* SOURCE DATA
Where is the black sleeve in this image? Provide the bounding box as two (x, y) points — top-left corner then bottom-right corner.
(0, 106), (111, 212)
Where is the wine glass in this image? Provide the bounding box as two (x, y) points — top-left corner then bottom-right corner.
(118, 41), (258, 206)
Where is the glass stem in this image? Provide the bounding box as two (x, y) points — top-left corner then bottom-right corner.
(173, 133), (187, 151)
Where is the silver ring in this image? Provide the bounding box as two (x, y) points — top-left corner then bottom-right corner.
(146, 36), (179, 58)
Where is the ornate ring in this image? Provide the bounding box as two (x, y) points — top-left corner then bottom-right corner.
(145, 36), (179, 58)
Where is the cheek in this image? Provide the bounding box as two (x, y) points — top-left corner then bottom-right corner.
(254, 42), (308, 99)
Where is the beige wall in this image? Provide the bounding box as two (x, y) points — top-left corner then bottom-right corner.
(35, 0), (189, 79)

* ASSIGNMENT
Write out the records above again, keeping each one identical to the original.

* RESPONSE TO THE TASK
Where is the black sleeve in this image? Provide the bounding box as two (x, y) points — top-left corner then bottom-right corner.
(0, 106), (111, 212)
Where is the wine glass in this image? Provide the bounding box as two (x, y) points — top-left corner then bottom-right corner.
(118, 41), (258, 206)
Where is the glass stem in this image? Provide the bounding box as two (x, y) points — top-left corner then bottom-right corner.
(173, 133), (187, 151)
Where is the silver ring in this image? Provide the bounding box as two (x, y) points — top-left corner then bottom-right corner.
(146, 36), (179, 58)
Where is the ornate ring in this image? Provide the bounding box as two (x, y) points — top-left corner then bottom-right corner.
(145, 36), (179, 58)
Where is the cheek in this image? Provide the bounding box as two (x, y) points — top-left corner then bottom-right corner.
(254, 42), (308, 99)
Where is the beige wall in this image? Provide the bounding box as two (x, y) points — top-left corner then bottom-right corner.
(35, 0), (189, 79)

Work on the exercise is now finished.